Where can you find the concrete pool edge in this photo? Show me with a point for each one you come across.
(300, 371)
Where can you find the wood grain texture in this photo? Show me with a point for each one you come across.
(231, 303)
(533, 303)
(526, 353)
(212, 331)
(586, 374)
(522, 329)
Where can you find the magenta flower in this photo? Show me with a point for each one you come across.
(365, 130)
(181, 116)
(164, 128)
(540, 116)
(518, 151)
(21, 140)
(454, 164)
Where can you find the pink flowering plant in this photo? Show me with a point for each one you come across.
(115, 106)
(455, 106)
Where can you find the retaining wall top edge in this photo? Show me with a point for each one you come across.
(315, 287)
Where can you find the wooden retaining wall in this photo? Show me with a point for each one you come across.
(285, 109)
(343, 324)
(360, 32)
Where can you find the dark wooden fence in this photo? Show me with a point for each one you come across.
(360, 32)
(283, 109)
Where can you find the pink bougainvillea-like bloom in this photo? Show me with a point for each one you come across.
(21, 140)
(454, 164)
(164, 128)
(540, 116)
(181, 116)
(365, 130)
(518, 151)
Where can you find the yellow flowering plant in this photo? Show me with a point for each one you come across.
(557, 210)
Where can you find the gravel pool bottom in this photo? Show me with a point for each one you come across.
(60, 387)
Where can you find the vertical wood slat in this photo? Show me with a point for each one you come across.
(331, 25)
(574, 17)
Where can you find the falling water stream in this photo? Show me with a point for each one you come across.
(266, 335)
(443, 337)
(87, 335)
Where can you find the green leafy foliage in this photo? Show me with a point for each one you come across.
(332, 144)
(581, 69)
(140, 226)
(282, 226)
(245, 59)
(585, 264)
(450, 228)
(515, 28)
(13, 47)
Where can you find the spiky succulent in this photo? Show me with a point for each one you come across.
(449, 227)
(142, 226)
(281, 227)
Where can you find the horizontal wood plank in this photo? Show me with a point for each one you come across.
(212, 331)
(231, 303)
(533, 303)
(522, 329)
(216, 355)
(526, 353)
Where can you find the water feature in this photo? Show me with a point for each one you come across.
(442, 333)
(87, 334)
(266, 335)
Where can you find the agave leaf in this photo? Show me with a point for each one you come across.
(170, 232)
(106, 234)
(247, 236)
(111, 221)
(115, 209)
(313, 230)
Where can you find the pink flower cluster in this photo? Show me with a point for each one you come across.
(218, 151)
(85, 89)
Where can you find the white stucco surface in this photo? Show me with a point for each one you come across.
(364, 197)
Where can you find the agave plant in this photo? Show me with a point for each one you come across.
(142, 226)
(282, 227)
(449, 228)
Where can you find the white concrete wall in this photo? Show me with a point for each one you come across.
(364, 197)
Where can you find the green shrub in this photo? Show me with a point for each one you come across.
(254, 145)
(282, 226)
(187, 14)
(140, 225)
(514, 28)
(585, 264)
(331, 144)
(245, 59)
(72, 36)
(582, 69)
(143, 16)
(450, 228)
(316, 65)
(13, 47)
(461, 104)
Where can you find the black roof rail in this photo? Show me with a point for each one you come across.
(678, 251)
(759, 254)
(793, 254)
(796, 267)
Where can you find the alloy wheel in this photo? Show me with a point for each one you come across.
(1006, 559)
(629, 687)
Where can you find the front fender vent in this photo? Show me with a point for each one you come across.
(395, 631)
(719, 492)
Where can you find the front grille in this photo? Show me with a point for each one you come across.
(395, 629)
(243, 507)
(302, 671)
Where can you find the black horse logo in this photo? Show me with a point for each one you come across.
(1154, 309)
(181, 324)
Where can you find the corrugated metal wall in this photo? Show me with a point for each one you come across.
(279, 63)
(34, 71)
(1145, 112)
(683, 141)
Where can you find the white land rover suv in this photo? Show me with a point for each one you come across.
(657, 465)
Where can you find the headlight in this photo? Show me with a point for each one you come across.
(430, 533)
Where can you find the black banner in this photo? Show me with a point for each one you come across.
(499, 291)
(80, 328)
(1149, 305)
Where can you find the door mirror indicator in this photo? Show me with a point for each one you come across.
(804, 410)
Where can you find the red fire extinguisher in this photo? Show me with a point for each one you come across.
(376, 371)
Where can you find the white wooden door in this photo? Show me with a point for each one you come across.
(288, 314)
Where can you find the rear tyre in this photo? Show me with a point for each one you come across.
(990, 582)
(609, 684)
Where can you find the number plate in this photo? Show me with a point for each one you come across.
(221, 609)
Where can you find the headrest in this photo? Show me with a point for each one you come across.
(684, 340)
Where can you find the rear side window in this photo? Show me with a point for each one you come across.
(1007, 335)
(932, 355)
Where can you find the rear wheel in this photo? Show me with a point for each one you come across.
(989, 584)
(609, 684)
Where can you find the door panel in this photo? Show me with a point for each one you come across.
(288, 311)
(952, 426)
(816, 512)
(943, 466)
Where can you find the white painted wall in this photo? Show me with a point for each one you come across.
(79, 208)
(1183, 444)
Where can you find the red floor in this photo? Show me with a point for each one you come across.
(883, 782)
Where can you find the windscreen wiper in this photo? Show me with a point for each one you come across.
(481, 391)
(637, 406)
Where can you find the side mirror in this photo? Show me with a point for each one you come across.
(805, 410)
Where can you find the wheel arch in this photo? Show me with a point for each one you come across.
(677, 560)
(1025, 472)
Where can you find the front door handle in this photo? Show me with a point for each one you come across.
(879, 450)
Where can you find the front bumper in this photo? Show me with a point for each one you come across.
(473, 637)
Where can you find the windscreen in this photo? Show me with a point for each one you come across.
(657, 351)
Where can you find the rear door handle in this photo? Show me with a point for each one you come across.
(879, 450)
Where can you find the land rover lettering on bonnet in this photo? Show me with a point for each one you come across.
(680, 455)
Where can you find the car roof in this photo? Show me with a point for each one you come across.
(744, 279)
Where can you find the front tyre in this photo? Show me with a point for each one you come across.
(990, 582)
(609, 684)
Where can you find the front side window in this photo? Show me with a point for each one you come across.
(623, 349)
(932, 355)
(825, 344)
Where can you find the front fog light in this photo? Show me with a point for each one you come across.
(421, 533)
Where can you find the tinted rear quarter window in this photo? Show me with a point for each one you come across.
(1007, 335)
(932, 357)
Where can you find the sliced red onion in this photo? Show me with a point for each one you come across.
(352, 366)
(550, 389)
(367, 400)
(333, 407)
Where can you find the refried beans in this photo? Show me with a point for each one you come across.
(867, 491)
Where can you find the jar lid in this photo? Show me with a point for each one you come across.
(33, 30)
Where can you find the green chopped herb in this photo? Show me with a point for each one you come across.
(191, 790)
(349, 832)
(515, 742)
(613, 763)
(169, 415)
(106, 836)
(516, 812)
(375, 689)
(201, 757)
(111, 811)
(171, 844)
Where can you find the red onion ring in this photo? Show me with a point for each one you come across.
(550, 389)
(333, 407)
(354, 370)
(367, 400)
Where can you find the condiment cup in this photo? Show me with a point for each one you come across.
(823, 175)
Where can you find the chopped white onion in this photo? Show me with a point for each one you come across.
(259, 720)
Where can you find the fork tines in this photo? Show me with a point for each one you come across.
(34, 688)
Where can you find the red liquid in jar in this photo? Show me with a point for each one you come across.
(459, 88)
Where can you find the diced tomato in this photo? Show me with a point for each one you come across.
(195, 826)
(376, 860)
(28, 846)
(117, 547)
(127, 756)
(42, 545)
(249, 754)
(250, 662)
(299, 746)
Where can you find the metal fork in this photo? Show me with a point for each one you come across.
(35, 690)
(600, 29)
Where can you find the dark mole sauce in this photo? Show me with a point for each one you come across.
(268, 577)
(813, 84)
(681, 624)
*****
→ **Objective**
Starting at the line that has "Where can you find the fork" and running through the end of the entries, substitute "cubed" for "diced" and give those lines again with nothing else changed.

→ **Output below**
Where can you find the fork tines in this photo? Show me with a point for each one you come across.
(34, 688)
Where can you find the red liquid in jar in this photo? Show me with a point for each one you come across.
(459, 88)
Where can you find the cubed tomato in this photo? Show me with a point for each one you come across.
(195, 826)
(376, 860)
(28, 846)
(117, 547)
(127, 756)
(42, 545)
(249, 754)
(250, 662)
(299, 746)
Where can you find the metal fork in this photo? Show me with a point for each one you come across.
(35, 690)
(600, 29)
Where can you find the dark mole sauce in this photo? Show me with a point for each one you come across.
(268, 577)
(813, 84)
(681, 624)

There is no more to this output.